[Stored items]
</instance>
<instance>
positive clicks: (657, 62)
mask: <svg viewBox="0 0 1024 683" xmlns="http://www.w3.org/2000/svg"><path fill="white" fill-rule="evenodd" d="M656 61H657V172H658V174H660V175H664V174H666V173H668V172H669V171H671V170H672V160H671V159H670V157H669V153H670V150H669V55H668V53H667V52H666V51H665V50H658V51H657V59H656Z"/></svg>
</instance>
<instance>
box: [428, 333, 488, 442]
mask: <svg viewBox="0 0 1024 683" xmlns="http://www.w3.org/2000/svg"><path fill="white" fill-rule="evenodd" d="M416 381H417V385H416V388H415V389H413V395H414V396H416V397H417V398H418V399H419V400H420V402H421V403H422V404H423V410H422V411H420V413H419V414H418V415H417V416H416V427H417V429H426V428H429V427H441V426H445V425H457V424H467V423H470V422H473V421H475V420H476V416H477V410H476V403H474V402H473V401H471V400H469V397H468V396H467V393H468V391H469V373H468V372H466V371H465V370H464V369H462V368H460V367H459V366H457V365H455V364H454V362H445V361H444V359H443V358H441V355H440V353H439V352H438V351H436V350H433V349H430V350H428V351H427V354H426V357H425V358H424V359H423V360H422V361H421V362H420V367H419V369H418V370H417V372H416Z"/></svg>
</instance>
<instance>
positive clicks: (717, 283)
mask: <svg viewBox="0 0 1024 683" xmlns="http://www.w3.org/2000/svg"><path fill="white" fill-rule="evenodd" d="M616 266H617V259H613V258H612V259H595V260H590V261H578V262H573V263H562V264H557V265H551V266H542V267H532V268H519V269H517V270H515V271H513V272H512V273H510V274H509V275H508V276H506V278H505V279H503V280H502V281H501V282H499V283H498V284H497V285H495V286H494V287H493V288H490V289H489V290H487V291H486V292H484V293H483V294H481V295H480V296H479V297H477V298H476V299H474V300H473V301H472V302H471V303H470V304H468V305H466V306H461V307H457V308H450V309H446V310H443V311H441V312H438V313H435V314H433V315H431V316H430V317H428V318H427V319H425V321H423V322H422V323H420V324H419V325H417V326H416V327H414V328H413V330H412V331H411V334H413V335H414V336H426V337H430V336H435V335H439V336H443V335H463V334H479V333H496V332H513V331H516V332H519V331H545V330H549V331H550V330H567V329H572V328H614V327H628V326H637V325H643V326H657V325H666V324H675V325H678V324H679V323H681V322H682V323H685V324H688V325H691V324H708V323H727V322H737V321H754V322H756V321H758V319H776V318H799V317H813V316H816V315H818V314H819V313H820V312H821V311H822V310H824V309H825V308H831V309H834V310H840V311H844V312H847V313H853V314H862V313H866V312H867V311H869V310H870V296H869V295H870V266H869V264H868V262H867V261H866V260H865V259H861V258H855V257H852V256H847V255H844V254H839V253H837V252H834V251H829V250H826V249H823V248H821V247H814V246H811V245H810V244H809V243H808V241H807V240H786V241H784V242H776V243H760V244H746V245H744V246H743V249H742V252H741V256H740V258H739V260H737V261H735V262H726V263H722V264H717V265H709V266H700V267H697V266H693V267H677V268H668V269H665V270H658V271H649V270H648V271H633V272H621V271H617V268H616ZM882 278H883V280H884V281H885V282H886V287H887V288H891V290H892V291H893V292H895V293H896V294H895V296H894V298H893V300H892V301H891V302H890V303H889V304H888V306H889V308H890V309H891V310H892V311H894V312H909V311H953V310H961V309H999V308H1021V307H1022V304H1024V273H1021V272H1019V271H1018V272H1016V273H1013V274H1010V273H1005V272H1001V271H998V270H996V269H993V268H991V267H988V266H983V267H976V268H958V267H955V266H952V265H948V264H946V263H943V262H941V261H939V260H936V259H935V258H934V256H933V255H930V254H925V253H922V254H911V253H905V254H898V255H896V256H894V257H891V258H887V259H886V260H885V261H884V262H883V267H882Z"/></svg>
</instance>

◆ YOUR TASK ◆
The records above are to be transcribed exactly and completely.

◆ SOLUTION TO THIS EXERCISE ◆
</instance>
<instance>
positive clicks: (657, 62)
mask: <svg viewBox="0 0 1024 683" xmlns="http://www.w3.org/2000/svg"><path fill="white" fill-rule="evenodd" d="M656 61H657V172H658V174H660V175H664V174H666V173H668V172H669V171H671V170H672V160H671V159H670V157H669V153H670V150H669V55H668V53H667V52H666V51H665V50H658V51H657V59H656Z"/></svg>
</instance>
<instance>
box: [428, 333, 488, 442]
mask: <svg viewBox="0 0 1024 683" xmlns="http://www.w3.org/2000/svg"><path fill="white" fill-rule="evenodd" d="M416 381H417V385H416V388H415V389H413V395H414V396H416V397H417V398H418V399H419V400H420V402H421V403H422V404H423V410H422V411H420V413H419V414H418V415H417V416H416V427H417V429H426V428H429V427H441V426H445V425H457V424H467V423H470V422H473V421H475V420H476V416H477V410H476V403H474V402H473V401H471V400H469V397H468V396H467V393H468V391H469V373H468V372H466V371H465V370H464V369H462V368H460V367H459V366H457V365H455V364H454V362H445V361H444V359H443V358H441V355H440V353H439V352H438V351H436V350H433V349H430V350H428V351H427V354H426V357H425V358H424V359H423V360H422V361H421V362H420V367H419V369H418V370H417V372H416Z"/></svg>
</instance>
<instance>
positive clicks: (717, 283)
mask: <svg viewBox="0 0 1024 683" xmlns="http://www.w3.org/2000/svg"><path fill="white" fill-rule="evenodd" d="M616 266H617V259H613V258H612V259H595V260H590V261H578V262H573V263H562V264H557V265H551V266H542V267H532V268H519V269H517V270H515V271H513V272H512V273H510V274H509V275H508V276H506V278H505V279H503V280H502V281H501V282H499V283H498V284H497V285H495V286H494V287H493V288H490V289H489V290H487V291H486V292H484V293H483V294H481V295H480V296H479V297H477V298H476V299H474V300H473V301H472V302H471V303H470V304H468V305H466V306H461V307H457V308H450V309H446V310H443V311H441V312H438V313H435V314H433V315H431V316H430V317H428V318H427V319H425V321H423V322H422V323H420V324H419V325H417V326H416V327H414V328H413V330H412V331H411V334H413V335H414V336H426V337H430V336H435V335H439V336H443V335H463V334H479V333H496V332H513V331H516V332H519V331H545V330H549V331H550V330H567V329H572V328H614V327H628V326H637V325H643V326H657V325H666V324H675V325H678V324H679V323H681V322H682V323H685V324H688V325H691V324H708V323H727V322H737V321H754V322H756V321H758V319H776V318H799V317H813V316H816V315H818V314H819V313H820V312H821V311H822V310H824V309H825V308H831V309H834V310H840V311H844V312H847V313H853V314H862V313H866V312H867V311H869V310H870V296H869V295H870V266H869V264H868V262H867V261H866V260H865V259H861V258H855V257H852V256H847V255H844V254H839V253H837V252H834V251H829V250H826V249H823V248H821V247H814V246H811V245H810V244H809V243H808V241H807V240H786V241H784V242H776V243H760V244H746V245H744V246H743V249H742V252H741V256H740V258H739V260H737V261H735V262H726V263H722V264H717V265H709V266H700V267H697V266H693V267H677V268H668V269H665V270H658V271H649V270H648V271H633V272H621V271H617V268H616ZM882 278H883V280H884V281H885V282H886V287H887V288H891V290H892V291H893V292H895V293H896V294H895V296H894V298H893V300H892V301H891V302H890V303H889V304H888V306H889V308H890V309H891V310H892V311H894V312H909V311H953V310H961V309H999V308H1021V307H1022V304H1024V273H1021V272H1019V271H1018V272H1016V273H1013V274H1010V273H1005V272H1001V271H998V270H996V269H993V268H991V267H988V266H983V267H976V268H958V267H955V266H952V265H948V264H946V263H943V262H941V261H939V260H936V259H935V258H934V256H933V255H930V254H925V253H922V254H911V253H905V254H898V255H896V256H894V257H891V258H887V259H886V260H885V261H884V262H883V267H882Z"/></svg>
</instance>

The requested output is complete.